How to Bench Press
How to Bench Press
The most revered strength training exercise and one of the big “3”, the bench is rarely performed correctly. It seems in every gym across America, every Monday is national bench day. But unfortunately, we should label every Monday national “wreck your shoulders” day.
Types of Bench Press
Conventional Bench Press
Close Grip Bench Press
Reverse Grip Bench Press
Bamboo Bench Press (Crazy Bell or Chaos Bench)
DB Bench Press
Alternating DB Bench Press
One Arm DB Bench Press
How to Load the Bench Press
A barbell can be loaded with:
- straight weight (barbell + olympic weights)
- chains
- elastic bands
- elastic bands + kettlebells
Odd objects can also be used for bench pressing:
- sandbags
- kegs
- kettlebells (double, unilateral, alternating)
- heavy bag
- strongman log
- strongman axle
Bench Press Benefits:
- build strength in a horizontal pressing movement pattern
- developing the musculature of the pectorals, shoulders and triceps
- stabilizes shoulder
How to Bench Press (Conventional)
There are very important key points to remember when performing the bench press to ensure healthy shoulders and longevity. In fact, these key points apply to all the horizontal pressing movements in this manual.

*GOAL 1*. According to the bench press guide, what should every Monday be labeled instead of national bench day?
*GOAL 2*. Please set down the bench press guide word for word, from "Types of Bench" up to and including "(barbell + olympic weights)".

(Dataset rows)
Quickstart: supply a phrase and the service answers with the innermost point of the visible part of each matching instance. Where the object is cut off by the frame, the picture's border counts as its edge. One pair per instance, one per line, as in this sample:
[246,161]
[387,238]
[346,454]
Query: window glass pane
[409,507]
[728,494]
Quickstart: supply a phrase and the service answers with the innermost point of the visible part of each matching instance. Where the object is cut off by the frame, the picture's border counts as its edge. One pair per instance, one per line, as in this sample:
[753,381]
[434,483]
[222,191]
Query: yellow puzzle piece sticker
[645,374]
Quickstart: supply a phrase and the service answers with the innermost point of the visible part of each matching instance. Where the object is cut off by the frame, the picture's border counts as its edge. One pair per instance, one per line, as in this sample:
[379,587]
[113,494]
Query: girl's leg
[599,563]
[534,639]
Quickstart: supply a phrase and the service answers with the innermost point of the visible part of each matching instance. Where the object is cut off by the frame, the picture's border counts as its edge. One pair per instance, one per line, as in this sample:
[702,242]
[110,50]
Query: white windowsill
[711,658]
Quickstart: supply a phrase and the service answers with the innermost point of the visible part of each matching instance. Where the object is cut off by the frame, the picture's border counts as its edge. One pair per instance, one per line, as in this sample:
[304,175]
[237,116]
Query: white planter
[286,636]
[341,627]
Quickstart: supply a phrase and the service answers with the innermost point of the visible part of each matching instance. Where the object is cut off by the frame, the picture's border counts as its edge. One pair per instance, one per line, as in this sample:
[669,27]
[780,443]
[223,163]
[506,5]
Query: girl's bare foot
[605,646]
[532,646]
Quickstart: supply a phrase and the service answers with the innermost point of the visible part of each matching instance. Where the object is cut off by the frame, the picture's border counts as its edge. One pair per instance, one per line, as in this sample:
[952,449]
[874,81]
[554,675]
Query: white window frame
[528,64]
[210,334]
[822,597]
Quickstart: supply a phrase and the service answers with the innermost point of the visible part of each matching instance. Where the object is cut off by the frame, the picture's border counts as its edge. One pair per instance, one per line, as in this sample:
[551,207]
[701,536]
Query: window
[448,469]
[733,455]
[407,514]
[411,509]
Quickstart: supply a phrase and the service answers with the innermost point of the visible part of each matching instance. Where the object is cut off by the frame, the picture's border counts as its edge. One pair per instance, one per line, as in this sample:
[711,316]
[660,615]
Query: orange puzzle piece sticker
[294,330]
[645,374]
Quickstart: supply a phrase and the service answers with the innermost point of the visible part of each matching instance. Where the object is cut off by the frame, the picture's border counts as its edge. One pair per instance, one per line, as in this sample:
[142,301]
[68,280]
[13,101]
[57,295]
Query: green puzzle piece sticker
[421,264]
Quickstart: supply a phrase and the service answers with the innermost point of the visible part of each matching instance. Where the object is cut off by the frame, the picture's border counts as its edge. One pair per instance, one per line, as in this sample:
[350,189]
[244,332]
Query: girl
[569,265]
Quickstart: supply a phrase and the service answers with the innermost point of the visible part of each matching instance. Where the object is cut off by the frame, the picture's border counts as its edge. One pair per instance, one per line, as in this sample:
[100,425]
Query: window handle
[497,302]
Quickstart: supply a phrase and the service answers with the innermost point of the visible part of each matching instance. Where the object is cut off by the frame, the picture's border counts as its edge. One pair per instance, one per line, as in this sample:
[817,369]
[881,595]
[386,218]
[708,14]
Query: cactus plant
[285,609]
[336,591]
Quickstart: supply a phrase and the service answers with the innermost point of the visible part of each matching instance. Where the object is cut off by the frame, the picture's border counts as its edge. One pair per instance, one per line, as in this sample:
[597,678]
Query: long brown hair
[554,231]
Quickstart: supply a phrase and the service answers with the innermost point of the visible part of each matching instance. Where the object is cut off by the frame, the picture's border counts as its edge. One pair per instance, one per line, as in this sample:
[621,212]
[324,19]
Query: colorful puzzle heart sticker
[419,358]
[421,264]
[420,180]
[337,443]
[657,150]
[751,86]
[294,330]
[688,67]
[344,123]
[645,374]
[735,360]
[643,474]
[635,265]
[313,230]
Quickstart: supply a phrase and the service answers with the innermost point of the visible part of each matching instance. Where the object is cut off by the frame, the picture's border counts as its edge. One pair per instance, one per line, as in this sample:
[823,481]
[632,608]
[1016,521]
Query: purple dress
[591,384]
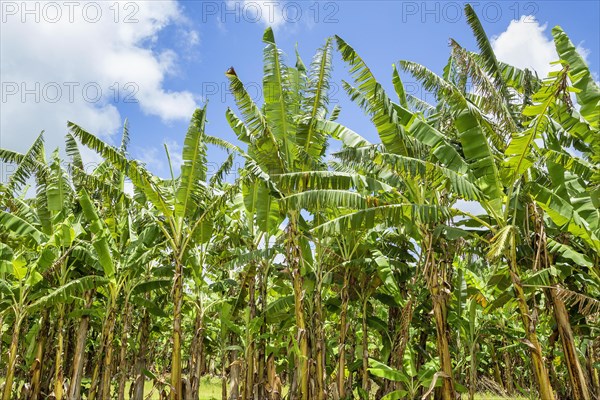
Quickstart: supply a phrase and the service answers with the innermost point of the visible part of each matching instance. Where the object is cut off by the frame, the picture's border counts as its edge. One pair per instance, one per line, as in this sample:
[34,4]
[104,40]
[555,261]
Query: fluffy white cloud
[526,44]
[76,60]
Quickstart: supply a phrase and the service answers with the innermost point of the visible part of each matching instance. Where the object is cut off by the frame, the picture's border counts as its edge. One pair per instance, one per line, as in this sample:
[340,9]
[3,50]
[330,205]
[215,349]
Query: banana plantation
[458,255]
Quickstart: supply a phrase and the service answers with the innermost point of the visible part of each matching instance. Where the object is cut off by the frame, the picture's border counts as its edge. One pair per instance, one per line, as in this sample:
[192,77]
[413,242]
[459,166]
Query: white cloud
[155,157]
[78,59]
[525,44]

*CORRECT ANSWER 1*. National “wreck your shoulders” day.

*CORRECT ANSWER 2*.
Types of Bench Press
Conventional Bench Press
Close Grip Bench Press
Reverse Grip Bench Press
Bamboo Bench Press (Crazy Bell or Chaos Bench)
DB Bench Press
Alternating DB Bench Press
One Arm DB Bench Press
How to Load the Bench Press
A barbell can be loaded with:
- straight weight (barbell + olympic weights)